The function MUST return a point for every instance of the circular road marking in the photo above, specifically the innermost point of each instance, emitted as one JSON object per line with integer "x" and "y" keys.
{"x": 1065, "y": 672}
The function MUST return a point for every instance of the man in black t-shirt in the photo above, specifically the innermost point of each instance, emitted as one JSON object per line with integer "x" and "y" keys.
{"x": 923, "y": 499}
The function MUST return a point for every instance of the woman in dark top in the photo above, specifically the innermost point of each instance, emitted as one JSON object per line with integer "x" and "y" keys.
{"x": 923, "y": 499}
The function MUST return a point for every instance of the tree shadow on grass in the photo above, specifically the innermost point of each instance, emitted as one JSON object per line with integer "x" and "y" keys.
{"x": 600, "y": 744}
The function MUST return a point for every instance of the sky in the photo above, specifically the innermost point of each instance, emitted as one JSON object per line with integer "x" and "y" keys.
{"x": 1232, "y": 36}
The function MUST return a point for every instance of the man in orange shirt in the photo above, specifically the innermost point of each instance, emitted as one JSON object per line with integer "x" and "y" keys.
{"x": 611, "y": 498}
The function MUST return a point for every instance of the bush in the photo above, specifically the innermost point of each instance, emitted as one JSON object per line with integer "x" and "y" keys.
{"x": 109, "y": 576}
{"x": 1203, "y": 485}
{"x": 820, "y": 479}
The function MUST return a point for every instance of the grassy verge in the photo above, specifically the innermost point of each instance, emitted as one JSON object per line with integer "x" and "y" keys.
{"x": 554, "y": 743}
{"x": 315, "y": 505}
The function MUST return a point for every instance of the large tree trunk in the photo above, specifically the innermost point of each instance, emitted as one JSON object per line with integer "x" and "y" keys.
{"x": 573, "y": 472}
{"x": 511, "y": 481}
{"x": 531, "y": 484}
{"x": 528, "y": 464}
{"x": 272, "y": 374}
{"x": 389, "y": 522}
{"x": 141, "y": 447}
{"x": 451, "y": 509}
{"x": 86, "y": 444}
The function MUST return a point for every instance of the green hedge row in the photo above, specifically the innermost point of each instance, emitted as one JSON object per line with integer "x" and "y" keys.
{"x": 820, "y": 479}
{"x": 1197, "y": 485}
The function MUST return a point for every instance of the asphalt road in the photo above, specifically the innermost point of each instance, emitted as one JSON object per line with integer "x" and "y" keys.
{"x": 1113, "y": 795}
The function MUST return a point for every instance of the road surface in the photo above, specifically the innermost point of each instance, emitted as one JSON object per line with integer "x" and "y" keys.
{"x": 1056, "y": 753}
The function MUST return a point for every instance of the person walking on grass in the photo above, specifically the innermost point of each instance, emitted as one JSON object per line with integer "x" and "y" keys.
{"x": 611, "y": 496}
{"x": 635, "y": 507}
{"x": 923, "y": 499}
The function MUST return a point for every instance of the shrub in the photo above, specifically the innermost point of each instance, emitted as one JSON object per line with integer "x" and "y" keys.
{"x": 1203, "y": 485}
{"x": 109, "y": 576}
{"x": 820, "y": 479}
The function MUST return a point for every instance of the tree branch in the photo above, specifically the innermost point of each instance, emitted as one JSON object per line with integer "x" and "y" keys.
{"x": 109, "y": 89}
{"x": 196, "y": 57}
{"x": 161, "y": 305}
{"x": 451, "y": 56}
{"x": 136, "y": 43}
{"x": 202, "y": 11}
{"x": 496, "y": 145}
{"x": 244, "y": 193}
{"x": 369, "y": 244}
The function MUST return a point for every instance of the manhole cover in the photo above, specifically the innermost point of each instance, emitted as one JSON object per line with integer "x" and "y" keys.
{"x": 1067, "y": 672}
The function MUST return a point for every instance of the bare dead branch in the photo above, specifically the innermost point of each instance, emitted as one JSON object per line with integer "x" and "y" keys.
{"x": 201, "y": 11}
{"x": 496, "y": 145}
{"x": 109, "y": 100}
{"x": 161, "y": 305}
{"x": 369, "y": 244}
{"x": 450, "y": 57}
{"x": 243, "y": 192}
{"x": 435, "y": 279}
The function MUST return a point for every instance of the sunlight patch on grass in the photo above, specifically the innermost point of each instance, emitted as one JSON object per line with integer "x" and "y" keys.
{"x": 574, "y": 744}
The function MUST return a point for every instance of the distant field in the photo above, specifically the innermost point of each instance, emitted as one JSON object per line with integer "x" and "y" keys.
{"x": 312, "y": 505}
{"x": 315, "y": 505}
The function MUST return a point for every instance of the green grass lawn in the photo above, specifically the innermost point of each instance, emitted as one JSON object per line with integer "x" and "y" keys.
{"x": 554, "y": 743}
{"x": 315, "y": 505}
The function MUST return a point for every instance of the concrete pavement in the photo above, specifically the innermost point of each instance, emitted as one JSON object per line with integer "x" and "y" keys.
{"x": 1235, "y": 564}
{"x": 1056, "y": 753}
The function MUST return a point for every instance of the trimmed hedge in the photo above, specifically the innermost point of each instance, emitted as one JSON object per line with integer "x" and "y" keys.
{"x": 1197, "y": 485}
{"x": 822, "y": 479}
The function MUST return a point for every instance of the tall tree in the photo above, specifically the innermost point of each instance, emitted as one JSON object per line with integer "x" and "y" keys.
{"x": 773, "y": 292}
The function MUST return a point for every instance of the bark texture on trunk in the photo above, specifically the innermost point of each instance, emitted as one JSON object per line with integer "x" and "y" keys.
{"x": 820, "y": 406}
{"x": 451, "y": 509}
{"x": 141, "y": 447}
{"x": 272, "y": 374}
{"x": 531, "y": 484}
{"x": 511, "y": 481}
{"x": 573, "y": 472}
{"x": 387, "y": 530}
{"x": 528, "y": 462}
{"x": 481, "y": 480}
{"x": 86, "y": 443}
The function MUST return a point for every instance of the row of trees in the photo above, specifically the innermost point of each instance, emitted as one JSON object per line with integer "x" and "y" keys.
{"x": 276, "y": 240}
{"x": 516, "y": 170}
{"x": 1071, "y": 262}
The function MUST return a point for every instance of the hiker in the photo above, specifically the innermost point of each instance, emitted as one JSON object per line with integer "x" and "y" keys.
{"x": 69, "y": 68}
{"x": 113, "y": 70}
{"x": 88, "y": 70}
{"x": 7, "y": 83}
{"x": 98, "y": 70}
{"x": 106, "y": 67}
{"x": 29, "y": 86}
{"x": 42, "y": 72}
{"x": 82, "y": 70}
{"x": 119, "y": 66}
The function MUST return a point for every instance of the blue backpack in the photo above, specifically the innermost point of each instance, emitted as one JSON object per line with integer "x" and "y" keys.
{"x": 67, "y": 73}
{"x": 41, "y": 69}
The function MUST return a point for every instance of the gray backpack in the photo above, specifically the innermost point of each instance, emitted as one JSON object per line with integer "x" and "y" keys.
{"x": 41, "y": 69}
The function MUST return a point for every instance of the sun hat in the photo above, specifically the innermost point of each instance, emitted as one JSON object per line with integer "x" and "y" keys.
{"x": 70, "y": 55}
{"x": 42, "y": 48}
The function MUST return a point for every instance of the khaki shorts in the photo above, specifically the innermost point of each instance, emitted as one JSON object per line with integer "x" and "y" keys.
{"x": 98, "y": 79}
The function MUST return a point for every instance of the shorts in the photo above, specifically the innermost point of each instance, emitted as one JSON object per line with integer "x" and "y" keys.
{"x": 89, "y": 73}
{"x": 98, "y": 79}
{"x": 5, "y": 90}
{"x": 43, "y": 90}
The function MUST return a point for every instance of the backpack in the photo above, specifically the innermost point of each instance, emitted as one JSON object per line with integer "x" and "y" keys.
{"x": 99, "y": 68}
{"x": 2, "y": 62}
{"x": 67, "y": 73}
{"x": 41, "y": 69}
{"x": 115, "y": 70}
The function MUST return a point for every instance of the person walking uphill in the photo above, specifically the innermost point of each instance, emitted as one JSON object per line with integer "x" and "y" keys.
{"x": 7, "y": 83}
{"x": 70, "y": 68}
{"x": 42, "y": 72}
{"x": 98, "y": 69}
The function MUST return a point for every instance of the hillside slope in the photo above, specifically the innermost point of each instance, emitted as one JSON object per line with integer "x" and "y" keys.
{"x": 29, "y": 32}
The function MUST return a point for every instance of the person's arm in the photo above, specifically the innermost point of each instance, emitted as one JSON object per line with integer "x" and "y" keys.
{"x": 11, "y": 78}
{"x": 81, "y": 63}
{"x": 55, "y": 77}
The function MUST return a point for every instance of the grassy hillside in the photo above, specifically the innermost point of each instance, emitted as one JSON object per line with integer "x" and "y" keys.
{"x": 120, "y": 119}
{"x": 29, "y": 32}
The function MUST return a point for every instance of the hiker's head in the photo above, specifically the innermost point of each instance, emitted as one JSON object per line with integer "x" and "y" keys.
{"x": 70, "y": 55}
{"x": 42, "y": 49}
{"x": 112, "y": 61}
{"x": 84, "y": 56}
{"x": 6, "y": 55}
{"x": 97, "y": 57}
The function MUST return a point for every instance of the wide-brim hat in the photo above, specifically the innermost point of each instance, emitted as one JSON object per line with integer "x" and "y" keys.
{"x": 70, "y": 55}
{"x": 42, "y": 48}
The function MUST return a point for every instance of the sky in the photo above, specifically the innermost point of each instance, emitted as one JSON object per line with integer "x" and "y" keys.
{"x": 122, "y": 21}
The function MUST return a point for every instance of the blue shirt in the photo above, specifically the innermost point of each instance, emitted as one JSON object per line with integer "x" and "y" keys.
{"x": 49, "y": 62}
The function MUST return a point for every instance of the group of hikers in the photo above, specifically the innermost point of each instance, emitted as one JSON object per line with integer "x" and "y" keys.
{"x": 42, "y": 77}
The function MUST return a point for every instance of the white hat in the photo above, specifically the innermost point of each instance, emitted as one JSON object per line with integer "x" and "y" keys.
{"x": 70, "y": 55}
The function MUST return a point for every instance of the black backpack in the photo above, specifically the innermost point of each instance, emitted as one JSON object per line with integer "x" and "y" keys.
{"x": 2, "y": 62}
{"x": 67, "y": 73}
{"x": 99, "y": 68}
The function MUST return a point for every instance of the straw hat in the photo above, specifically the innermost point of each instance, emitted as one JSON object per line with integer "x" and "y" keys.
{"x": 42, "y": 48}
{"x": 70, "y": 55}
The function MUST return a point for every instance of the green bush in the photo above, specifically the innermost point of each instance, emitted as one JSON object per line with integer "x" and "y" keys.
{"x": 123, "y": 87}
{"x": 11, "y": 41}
⁂
* What needs to be done
Find the line with "of the wide-brim" in the listing above, then write out that line and each remaining line exactly, with no other text.

* Result of this exercise
The function MUST return a point for every instance of the wide-brim hat in the photo above, specifically the innermost point of each instance, emitted as one JSON object per line with integer "x" and "y" keys.
{"x": 70, "y": 55}
{"x": 42, "y": 48}
The function MUST return a point for every instance of the sky in the photo above, specifically the innermost point of each instance, emitted as one JSON object per line with integer "x" and "y" keys.
{"x": 122, "y": 21}
The function MUST return a point for every instance of the blue shirt in the photo above, specifically the innermost point of each instance, emitted as one JSON object per line with integer "x" and "y" keys.
{"x": 49, "y": 62}
The function MUST return a point for every instance of the group of hikers in the photo above, specifically the innermost point of each instance, emitted as one JSON object per line with integer "x" and "y" keys.
{"x": 42, "y": 77}
The function MUST return a point for every instance of the white hat in the photo above, specifically the innermost point of each instance, emitted as one JSON object per line with integer "x" and "y" keys.
{"x": 70, "y": 55}
The function MUST return a point for every instance of the black backpack in the photo above, specifically the innermost point of each instance, emitted as one JSON object per line with integer "x" and "y" keys.
{"x": 2, "y": 62}
{"x": 67, "y": 73}
{"x": 99, "y": 68}
The function MUST return a point for every instance of the straw hat in the photo above, specifically the innermost point of each instance, emitted as one JSON object per line with integer "x" and "y" keys.
{"x": 42, "y": 48}
{"x": 70, "y": 55}
The function MUST return a point for every instance of the green bush in the photo above, specifically the innermost point of each instance, emitted as one JSON object per line with integer "x" and "y" keys.
{"x": 123, "y": 87}
{"x": 11, "y": 41}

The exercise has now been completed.